Objetivo del ejercicio =
Convierte todas las líneas de los registros que aparecen a continuación en una lista JSON de cadenas, con una cadena por línea y sin incluir las líneas en blanco.

Material de entrada =
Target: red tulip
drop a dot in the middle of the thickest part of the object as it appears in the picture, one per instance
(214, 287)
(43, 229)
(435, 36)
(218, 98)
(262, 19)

Respuesta resuelta =
[
  "Target: red tulip",
  "drop a dot in the middle of the thickest part of the object as it appears in the picture, one per instance",
  "(214, 287)",
  "(43, 229)",
  "(435, 36)",
  "(218, 98)",
  "(262, 19)"
]